Dito isto, porque não podemos nós, os que vivemos actualmente neste nosso século XXI, ver também o divino, o poético e o belo em todas as coisas que existem?
Claro que já não teremos a força e a crença suficiente, para acreditarmos que um Deus se passeia pela brisa da tarde de cada vez que ao fim do dia um leve vento sopra, no entanto, podemos ainda e por enquanto vislumbrar a beleza e a poesia das coisas existentes, e sentir que essa beleza e poesia que se nos apresentam pela frente, são um sinal de uma qualquer divindade cujo nome desconhecemos.
É fácil estar perante uma famosa obra de arte e dizer que ela é bela. É também fácil ir de visita a uma qualquer das sete maravilhas do mundo e falar da beleza do que se vê. Todavia, não é do que enche o olho e é espectacular, que desde o início deste texto, nós aqui queremos falar, é sim da beleza das coisas comuns e quotidianas, ou seja, da divina beleza e poesia que estão por toda a parte, e que só necessitam de atenção e delicadeza para serem vistas.
Vejamos por exemplo, uma mera escada, esta na imagem abaixo. Quem não tiver os olhos já gastos de eventos e imagens espectaculares, não poderá deixar de admirar na referida escada a sagacidade da sua geometria, o rigor com que foi concebida e, como súmula de tudo isso, a beleza e poesia simples que nela discretamente se exibe.
Não é difícil de ver, que há na escada abaixo, algo de divino, de belo e de poético.
Mas vejamos um outro exemplo ainda mais evidente. Na imagem que se segue, o que temos são vulgares pilares de uma qualquer ex-futura ponte, que porventura terá ficado por construir.
Os pilares da ponte que nunca chegou a sê-lo, erguem-se para os céus, quase como se fossem totens dedicados a um deus desconhecido. Mas mais do que isso, as suas expressivas barras de aço como que clamam às alturas. Dir-se-ia que se abrem tal e qual como as pétalas das flores o fazem todas as madrugadas ao raiar do sol.
Temos a certeza de que os gregos antigos veriam imediatamente nestes vulgares pilares, um sinal de algo divino, uma manifestação terrena de um qualquer deus solar.
Não é complexo olhar e ver a beleza poética das barras de aço que são como pétalas abertas, e que são também como que uma réplica de raios de luz que se expandem no ar, num movimento equivalente ao dos raios solares.

Entradas de dados extraídas:

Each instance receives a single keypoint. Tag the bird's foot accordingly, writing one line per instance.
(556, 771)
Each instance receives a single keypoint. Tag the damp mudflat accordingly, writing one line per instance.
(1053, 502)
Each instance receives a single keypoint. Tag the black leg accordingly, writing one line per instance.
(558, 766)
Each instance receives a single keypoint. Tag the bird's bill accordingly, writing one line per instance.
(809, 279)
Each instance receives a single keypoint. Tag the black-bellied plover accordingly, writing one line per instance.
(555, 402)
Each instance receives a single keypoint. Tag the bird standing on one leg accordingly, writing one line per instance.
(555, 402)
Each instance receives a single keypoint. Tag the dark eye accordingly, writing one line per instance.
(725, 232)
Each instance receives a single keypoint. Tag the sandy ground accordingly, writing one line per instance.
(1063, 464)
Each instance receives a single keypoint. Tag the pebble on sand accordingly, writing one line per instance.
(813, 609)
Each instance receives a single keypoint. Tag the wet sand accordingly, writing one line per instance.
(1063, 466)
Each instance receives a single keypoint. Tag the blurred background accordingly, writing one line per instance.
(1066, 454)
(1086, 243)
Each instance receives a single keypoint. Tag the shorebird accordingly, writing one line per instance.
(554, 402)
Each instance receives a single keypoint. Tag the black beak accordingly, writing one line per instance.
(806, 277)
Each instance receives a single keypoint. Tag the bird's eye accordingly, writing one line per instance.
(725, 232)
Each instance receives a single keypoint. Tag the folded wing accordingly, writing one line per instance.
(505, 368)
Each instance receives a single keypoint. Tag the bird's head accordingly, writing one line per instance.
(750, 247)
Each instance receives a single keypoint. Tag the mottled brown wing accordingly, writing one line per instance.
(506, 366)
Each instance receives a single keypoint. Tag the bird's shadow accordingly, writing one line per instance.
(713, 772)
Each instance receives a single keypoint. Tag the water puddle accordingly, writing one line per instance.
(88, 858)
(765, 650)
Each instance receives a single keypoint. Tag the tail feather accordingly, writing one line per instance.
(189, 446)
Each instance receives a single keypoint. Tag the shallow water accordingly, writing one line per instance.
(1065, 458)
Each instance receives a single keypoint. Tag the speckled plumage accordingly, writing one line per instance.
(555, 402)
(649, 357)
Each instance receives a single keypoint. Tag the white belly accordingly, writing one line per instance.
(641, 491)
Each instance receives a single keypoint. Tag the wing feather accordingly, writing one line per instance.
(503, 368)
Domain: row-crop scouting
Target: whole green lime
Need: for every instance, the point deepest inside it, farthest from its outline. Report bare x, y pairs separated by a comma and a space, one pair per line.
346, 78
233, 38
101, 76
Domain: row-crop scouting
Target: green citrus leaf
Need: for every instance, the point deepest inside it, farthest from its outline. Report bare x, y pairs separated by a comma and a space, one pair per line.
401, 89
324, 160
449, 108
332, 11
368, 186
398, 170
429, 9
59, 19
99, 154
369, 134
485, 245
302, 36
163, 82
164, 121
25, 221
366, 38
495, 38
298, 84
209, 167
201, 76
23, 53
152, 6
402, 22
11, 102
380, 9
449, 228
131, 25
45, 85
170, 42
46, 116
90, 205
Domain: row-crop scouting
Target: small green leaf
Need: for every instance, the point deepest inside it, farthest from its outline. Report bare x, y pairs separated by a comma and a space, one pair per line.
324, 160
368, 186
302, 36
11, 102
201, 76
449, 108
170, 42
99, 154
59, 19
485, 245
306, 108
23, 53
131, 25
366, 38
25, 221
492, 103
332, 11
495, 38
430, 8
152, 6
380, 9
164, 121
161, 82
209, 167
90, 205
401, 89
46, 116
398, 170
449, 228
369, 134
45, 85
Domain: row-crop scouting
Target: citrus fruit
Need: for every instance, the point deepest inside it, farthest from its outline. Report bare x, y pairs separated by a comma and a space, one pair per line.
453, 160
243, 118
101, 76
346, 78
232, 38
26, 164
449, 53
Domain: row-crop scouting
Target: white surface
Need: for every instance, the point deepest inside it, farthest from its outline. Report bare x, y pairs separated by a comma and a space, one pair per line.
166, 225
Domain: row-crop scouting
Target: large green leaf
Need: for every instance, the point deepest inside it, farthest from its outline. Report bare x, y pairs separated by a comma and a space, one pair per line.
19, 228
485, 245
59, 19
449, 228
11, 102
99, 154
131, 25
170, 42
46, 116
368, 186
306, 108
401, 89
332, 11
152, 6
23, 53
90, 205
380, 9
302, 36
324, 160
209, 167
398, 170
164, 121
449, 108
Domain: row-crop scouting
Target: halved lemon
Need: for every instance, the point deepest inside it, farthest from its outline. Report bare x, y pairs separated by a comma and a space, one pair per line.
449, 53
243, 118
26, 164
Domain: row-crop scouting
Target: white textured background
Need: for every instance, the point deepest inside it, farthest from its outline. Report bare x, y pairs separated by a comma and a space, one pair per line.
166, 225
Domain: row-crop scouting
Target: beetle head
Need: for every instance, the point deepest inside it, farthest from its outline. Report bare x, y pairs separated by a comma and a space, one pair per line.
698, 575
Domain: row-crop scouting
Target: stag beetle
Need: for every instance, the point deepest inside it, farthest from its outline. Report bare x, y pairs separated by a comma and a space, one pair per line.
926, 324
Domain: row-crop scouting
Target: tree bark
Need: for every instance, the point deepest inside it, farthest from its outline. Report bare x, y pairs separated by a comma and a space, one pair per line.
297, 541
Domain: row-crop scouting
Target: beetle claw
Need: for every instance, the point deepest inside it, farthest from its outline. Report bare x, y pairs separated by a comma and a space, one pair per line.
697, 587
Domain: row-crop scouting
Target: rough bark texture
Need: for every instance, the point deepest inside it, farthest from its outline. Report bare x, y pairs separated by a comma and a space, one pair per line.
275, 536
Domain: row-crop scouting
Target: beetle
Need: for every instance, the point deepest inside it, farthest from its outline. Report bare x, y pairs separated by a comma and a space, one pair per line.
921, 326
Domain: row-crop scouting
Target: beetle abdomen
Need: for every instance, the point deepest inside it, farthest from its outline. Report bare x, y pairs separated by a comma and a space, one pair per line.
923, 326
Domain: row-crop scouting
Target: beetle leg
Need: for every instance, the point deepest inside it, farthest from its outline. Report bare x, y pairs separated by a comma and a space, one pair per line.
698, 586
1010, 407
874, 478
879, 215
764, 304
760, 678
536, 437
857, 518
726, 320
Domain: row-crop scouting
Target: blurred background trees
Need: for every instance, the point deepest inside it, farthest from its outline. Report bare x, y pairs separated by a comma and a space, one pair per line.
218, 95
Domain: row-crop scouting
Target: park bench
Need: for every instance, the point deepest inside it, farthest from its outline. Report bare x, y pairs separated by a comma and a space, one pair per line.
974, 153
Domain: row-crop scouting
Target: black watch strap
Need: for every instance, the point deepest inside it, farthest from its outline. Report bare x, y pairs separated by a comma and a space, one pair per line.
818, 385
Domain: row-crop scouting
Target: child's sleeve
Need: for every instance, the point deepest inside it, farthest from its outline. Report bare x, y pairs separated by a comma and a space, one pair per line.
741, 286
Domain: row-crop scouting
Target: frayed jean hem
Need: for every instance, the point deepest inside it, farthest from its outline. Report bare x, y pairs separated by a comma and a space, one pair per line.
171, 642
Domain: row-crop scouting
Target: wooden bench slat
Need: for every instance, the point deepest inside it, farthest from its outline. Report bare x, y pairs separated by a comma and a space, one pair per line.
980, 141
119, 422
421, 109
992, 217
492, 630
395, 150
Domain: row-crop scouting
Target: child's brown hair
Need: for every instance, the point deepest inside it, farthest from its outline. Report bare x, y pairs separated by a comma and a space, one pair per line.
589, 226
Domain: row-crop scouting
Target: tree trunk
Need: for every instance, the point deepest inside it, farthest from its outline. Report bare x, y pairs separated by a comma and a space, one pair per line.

§ **Instrução da tarefa**
Pode transcrever palavra por palavra o trecho do texto de leitura que vai desde "Não é difícil" até "qualquer deus solar.", inclusive?

§ **Resposta abaixo**
Não é difícil de ver, que há na escada abaixo, algo de divino, de belo e de poético.
Mas vejamos um outro exemplo ainda mais evidente. Na imagem que se segue, o que temos são vulgares pilares de uma qualquer ex-futura ponte, que porventura terá ficado por construir.
Os pilares da ponte que nunca chegou a sê-lo, erguem-se para os céus, quase como se fossem totens dedicados a um deus desconhecido. Mas mais do que isso, as suas expressivas barras de aço como que clamam às alturas. Dir-se-ia que se abrem tal e qual como as pétalas das flores o fazem todas as madrugadas ao raiar do sol.
Temos a certeza de que os gregos antigos veriam imediatamente nestes vulgares pilares, um sinal de algo divino, uma manifestação terrena de um qualquer deus solar.